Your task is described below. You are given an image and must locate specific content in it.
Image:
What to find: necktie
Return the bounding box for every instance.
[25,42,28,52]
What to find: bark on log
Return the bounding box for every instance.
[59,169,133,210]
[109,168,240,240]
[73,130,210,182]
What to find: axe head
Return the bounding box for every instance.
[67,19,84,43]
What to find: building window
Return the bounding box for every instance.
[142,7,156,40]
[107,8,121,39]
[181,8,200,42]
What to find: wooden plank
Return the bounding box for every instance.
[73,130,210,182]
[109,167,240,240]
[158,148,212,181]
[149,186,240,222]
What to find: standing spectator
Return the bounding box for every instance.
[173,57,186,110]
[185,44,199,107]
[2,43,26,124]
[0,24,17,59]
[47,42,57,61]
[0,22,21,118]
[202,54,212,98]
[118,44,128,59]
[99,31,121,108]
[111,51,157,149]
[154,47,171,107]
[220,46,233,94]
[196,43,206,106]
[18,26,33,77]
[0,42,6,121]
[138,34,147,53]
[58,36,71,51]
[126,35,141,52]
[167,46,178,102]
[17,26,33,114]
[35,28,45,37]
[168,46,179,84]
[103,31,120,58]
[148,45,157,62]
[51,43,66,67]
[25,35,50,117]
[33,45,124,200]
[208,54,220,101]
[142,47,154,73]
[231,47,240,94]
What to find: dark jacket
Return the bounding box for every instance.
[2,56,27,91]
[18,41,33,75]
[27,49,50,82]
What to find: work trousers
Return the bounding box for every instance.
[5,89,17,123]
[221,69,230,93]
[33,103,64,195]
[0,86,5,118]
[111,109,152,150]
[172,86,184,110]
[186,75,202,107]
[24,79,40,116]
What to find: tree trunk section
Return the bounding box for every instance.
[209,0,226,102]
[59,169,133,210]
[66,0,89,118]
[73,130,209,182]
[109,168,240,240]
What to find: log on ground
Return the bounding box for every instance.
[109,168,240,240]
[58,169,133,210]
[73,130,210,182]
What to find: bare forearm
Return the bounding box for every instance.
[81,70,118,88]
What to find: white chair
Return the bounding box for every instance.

==========

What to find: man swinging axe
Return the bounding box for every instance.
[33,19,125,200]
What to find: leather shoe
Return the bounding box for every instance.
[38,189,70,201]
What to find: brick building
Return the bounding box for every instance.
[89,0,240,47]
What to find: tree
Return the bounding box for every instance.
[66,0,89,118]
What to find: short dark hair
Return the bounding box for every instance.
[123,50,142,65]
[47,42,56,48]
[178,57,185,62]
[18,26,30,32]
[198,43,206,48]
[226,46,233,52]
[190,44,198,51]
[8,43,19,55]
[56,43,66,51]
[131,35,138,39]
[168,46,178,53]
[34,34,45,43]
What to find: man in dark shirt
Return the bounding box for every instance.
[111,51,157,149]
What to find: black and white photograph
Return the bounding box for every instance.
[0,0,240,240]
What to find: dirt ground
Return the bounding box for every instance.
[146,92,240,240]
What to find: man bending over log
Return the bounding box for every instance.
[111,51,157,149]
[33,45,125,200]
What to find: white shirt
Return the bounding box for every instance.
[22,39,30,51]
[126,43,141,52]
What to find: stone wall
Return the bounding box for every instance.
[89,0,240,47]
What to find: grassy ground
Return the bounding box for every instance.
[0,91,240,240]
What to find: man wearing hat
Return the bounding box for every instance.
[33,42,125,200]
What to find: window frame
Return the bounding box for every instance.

==========

- [Task requirements] Swap "ground" for "surface" in the items from the line that has "What to find: man in dark shirt" through the line that has "[0,91,240,240]". Return only those lines, with everything else unchanged.

- [Right answer]
What to find: man in dark shirt
Return the bounding box for every instance.
[111,51,157,149]
What to find: black and white photograph
Return the bounding box for every instance.
[0,0,240,240]
What to find: dirt surface
Return the bounding box for every instance.
[146,92,240,240]
What to find: man bending over log
Return the bounding box for every instance.
[111,51,157,149]
[33,45,125,200]
What to find: white shirt
Return the bounding box for every instance.
[22,39,30,51]
[126,43,141,52]
What to find: stone wall
Return the bounding box for every instance.
[89,0,240,47]
What to find: grassy surface
Return the bounding box for every instance.
[0,91,240,240]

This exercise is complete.